(Extracted information Opens)

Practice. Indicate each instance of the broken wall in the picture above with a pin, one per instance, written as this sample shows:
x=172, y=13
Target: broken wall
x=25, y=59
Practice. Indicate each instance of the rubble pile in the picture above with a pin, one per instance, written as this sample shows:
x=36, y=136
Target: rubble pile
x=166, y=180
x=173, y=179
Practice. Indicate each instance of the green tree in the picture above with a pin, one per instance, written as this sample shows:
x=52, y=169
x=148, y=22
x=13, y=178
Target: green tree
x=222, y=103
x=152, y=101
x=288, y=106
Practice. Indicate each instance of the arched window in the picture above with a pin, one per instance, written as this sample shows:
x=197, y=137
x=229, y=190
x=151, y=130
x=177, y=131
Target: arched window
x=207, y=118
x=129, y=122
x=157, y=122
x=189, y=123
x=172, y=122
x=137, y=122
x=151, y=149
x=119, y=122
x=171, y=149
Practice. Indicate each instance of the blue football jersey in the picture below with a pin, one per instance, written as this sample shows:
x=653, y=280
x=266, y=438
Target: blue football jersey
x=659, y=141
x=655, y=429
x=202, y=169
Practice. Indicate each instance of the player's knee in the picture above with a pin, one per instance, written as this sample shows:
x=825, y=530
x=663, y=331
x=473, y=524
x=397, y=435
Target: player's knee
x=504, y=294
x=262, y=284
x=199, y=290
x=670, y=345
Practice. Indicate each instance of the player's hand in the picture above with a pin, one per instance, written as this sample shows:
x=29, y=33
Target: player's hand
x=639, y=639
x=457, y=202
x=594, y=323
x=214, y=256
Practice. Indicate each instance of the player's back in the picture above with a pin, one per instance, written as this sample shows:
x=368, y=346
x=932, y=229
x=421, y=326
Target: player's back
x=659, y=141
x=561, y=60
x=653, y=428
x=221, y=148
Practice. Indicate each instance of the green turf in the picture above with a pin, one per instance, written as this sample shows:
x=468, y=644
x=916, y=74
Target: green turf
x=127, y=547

(Extracted information Closes)

Work order :: Your answer must consist of every line above, transcribed verbatim.

Task output ::
Practice. Indicate each instance of the broken wall in the picture above with a pin, one per instance, written as this sample shows:
x=172, y=13
Target: broken wall
x=25, y=59
Practice. Indicate each instance of the rubble pile in the picture above with a pin, one per instance, written as this sample shows:
x=36, y=136
Target: rubble pile
x=166, y=180
x=173, y=179
Practice. Indicate each instance of the green tree in the picture above with a pin, one per instance, written as this sample shows:
x=52, y=169
x=148, y=22
x=13, y=178
Target: green tree
x=222, y=103
x=152, y=101
x=288, y=106
Practice. Indicate each instance of the arched window in the picture above with a pin, one per instance, written as this sample shows:
x=197, y=137
x=229, y=190
x=151, y=130
x=177, y=131
Target: arched window
x=207, y=118
x=129, y=122
x=157, y=122
x=189, y=123
x=172, y=122
x=137, y=122
x=151, y=149
x=119, y=122
x=171, y=149
Practice. Indicate each instance of the blue football jersey in the picture below with a pin, one per instance, written as this sample shows:
x=653, y=280
x=266, y=438
Target: blue football jersey
x=659, y=141
x=655, y=429
x=202, y=169
Practice. Indicate each instance of the player's knee in the picture above with a pin, one per instance, written as this sample shows:
x=825, y=530
x=663, y=331
x=473, y=524
x=397, y=435
Target: player's knee
x=504, y=294
x=262, y=284
x=199, y=290
x=670, y=345
Practice. Indicate each instance of the player's hand in the picture above with a pin, one per instance, written as this sample shows:
x=29, y=33
Target: player's hand
x=639, y=639
x=457, y=202
x=594, y=323
x=214, y=256
Practice. Indicate each instance of the player's back in the picture above with a pin, one per instance, written as this sample shows:
x=368, y=346
x=932, y=229
x=421, y=326
Target: player's back
x=659, y=141
x=561, y=60
x=653, y=428
x=221, y=148
Practice. Indicate each instance of the green turf in the picture above with a pin, one per instance, written as this sample shows:
x=468, y=644
x=916, y=74
Target: green turf
x=127, y=547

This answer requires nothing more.